Provided records:
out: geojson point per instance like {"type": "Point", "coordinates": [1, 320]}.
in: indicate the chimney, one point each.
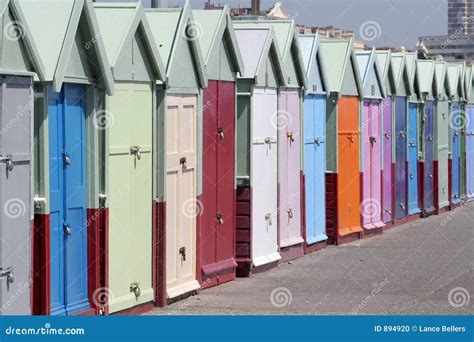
{"type": "Point", "coordinates": [255, 7]}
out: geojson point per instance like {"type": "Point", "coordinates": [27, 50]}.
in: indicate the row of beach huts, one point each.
{"type": "Point", "coordinates": [149, 154]}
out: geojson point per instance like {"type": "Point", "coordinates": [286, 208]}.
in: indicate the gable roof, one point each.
{"type": "Point", "coordinates": [26, 39]}
{"type": "Point", "coordinates": [310, 46]}
{"type": "Point", "coordinates": [340, 53]}
{"type": "Point", "coordinates": [265, 44]}
{"type": "Point", "coordinates": [127, 19]}
{"type": "Point", "coordinates": [426, 76]}
{"type": "Point", "coordinates": [215, 25]}
{"type": "Point", "coordinates": [288, 44]}
{"type": "Point", "coordinates": [55, 42]}
{"type": "Point", "coordinates": [170, 24]}
{"type": "Point", "coordinates": [367, 61]}
{"type": "Point", "coordinates": [401, 72]}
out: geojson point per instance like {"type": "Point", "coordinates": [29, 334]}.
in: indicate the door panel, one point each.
{"type": "Point", "coordinates": [401, 157]}
{"type": "Point", "coordinates": [413, 159]}
{"type": "Point", "coordinates": [428, 164]}
{"type": "Point", "coordinates": [348, 166]}
{"type": "Point", "coordinates": [15, 185]}
{"type": "Point", "coordinates": [181, 209]}
{"type": "Point", "coordinates": [264, 177]}
{"type": "Point", "coordinates": [387, 160]}
{"type": "Point", "coordinates": [67, 163]}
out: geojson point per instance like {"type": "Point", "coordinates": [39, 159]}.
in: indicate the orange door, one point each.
{"type": "Point", "coordinates": [348, 192]}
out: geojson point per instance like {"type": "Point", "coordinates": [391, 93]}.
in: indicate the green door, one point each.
{"type": "Point", "coordinates": [130, 195]}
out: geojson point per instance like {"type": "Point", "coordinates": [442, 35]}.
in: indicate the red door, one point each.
{"type": "Point", "coordinates": [216, 206]}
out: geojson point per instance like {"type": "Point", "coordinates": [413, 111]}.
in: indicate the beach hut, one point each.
{"type": "Point", "coordinates": [469, 133]}
{"type": "Point", "coordinates": [216, 224]}
{"type": "Point", "coordinates": [412, 138]}
{"type": "Point", "coordinates": [384, 58]}
{"type": "Point", "coordinates": [77, 74]}
{"type": "Point", "coordinates": [128, 154]}
{"type": "Point", "coordinates": [19, 64]}
{"type": "Point", "coordinates": [441, 139]}
{"type": "Point", "coordinates": [288, 121]}
{"type": "Point", "coordinates": [256, 159]}
{"type": "Point", "coordinates": [455, 119]}
{"type": "Point", "coordinates": [314, 143]}
{"type": "Point", "coordinates": [427, 84]}
{"type": "Point", "coordinates": [403, 90]}
{"type": "Point", "coordinates": [371, 142]}
{"type": "Point", "coordinates": [342, 142]}
{"type": "Point", "coordinates": [179, 160]}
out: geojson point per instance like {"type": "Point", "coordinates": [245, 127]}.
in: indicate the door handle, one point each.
{"type": "Point", "coordinates": [135, 150]}
{"type": "Point", "coordinates": [220, 133]}
{"type": "Point", "coordinates": [67, 229]}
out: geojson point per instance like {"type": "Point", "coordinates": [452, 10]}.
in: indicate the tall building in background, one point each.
{"type": "Point", "coordinates": [460, 17]}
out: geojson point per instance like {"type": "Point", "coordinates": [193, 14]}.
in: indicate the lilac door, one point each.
{"type": "Point", "coordinates": [387, 160]}
{"type": "Point", "coordinates": [400, 158]}
{"type": "Point", "coordinates": [289, 150]}
{"type": "Point", "coordinates": [428, 205]}
{"type": "Point", "coordinates": [470, 152]}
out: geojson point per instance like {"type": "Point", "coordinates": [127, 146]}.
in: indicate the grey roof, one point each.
{"type": "Point", "coordinates": [26, 37]}
{"type": "Point", "coordinates": [215, 24]}
{"type": "Point", "coordinates": [54, 42]}
{"type": "Point", "coordinates": [340, 53]}
{"type": "Point", "coordinates": [167, 24]}
{"type": "Point", "coordinates": [310, 51]}
{"type": "Point", "coordinates": [127, 18]}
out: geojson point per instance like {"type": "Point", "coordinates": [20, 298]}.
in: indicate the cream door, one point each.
{"type": "Point", "coordinates": [181, 206]}
{"type": "Point", "coordinates": [130, 196]}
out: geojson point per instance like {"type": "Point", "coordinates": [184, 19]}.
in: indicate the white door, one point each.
{"type": "Point", "coordinates": [181, 206]}
{"type": "Point", "coordinates": [264, 177]}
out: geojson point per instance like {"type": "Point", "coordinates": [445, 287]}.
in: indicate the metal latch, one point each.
{"type": "Point", "coordinates": [8, 273]}
{"type": "Point", "coordinates": [38, 201]}
{"type": "Point", "coordinates": [182, 162]}
{"type": "Point", "coordinates": [135, 150]}
{"type": "Point", "coordinates": [220, 133]}
{"type": "Point", "coordinates": [219, 218]}
{"type": "Point", "coordinates": [8, 161]}
{"type": "Point", "coordinates": [182, 252]}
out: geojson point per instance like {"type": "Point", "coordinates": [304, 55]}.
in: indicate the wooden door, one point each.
{"type": "Point", "coordinates": [181, 207]}
{"type": "Point", "coordinates": [130, 195]}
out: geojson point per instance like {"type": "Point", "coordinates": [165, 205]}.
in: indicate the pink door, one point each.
{"type": "Point", "coordinates": [289, 150]}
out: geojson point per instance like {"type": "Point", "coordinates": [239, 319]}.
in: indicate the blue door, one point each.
{"type": "Point", "coordinates": [456, 144]}
{"type": "Point", "coordinates": [67, 164]}
{"type": "Point", "coordinates": [315, 167]}
{"type": "Point", "coordinates": [428, 179]}
{"type": "Point", "coordinates": [413, 207]}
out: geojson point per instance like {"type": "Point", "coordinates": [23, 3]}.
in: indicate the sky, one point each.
{"type": "Point", "coordinates": [380, 23]}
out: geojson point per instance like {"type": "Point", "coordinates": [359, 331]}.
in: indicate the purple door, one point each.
{"type": "Point", "coordinates": [428, 205]}
{"type": "Point", "coordinates": [387, 159]}
{"type": "Point", "coordinates": [400, 158]}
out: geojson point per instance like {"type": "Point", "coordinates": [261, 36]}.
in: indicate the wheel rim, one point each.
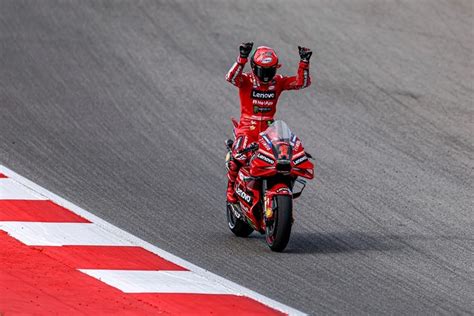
{"type": "Point", "coordinates": [231, 219]}
{"type": "Point", "coordinates": [270, 231]}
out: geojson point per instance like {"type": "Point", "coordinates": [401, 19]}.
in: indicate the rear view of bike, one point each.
{"type": "Point", "coordinates": [267, 186]}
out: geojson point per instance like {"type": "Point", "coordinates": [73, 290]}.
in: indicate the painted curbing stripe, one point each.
{"type": "Point", "coordinates": [12, 190]}
{"type": "Point", "coordinates": [36, 211]}
{"type": "Point", "coordinates": [109, 257]}
{"type": "Point", "coordinates": [121, 234]}
{"type": "Point", "coordinates": [158, 281]}
{"type": "Point", "coordinates": [60, 234]}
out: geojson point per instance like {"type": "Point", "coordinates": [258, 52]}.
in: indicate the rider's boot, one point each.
{"type": "Point", "coordinates": [231, 197]}
{"type": "Point", "coordinates": [233, 170]}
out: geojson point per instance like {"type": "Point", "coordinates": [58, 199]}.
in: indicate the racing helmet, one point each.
{"type": "Point", "coordinates": [264, 63]}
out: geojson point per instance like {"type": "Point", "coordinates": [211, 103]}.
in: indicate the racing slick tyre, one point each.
{"type": "Point", "coordinates": [239, 227]}
{"type": "Point", "coordinates": [278, 232]}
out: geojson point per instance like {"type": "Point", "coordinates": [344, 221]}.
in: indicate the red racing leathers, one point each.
{"type": "Point", "coordinates": [257, 107]}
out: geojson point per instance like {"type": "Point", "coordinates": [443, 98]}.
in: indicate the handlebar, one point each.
{"type": "Point", "coordinates": [252, 147]}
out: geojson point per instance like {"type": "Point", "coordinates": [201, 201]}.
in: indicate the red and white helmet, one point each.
{"type": "Point", "coordinates": [264, 63]}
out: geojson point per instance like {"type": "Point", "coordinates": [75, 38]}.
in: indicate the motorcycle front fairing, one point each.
{"type": "Point", "coordinates": [280, 152]}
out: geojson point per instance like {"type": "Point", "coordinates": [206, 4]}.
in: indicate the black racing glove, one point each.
{"type": "Point", "coordinates": [245, 49]}
{"type": "Point", "coordinates": [305, 53]}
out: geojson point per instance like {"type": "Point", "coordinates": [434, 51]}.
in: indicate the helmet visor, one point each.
{"type": "Point", "coordinates": [265, 74]}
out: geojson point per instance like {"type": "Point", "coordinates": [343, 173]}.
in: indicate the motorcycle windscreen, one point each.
{"type": "Point", "coordinates": [278, 135]}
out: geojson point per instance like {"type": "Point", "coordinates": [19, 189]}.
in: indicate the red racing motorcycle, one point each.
{"type": "Point", "coordinates": [267, 185]}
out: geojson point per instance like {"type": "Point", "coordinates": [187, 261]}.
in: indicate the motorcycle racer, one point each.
{"type": "Point", "coordinates": [259, 91]}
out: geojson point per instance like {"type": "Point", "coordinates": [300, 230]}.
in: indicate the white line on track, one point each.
{"type": "Point", "coordinates": [127, 238]}
{"type": "Point", "coordinates": [157, 281]}
{"type": "Point", "coordinates": [60, 234]}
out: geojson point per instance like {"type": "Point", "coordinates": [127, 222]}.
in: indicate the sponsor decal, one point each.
{"type": "Point", "coordinates": [261, 109]}
{"type": "Point", "coordinates": [265, 158]}
{"type": "Point", "coordinates": [300, 160]}
{"type": "Point", "coordinates": [265, 103]}
{"type": "Point", "coordinates": [263, 95]}
{"type": "Point", "coordinates": [262, 141]}
{"type": "Point", "coordinates": [282, 190]}
{"type": "Point", "coordinates": [297, 145]}
{"type": "Point", "coordinates": [247, 198]}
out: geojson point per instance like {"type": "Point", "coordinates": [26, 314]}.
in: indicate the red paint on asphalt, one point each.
{"type": "Point", "coordinates": [109, 257]}
{"type": "Point", "coordinates": [37, 211]}
{"type": "Point", "coordinates": [35, 282]}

Problem statement: Which lines of the data above contain the word "roof"? Gather every one of them and copy each line in full, counting only matches with the same uppercase and lowercase letters.

Task solution:
in: indicate the gable roof, one point each.
in: indicate the grey roof, one point each.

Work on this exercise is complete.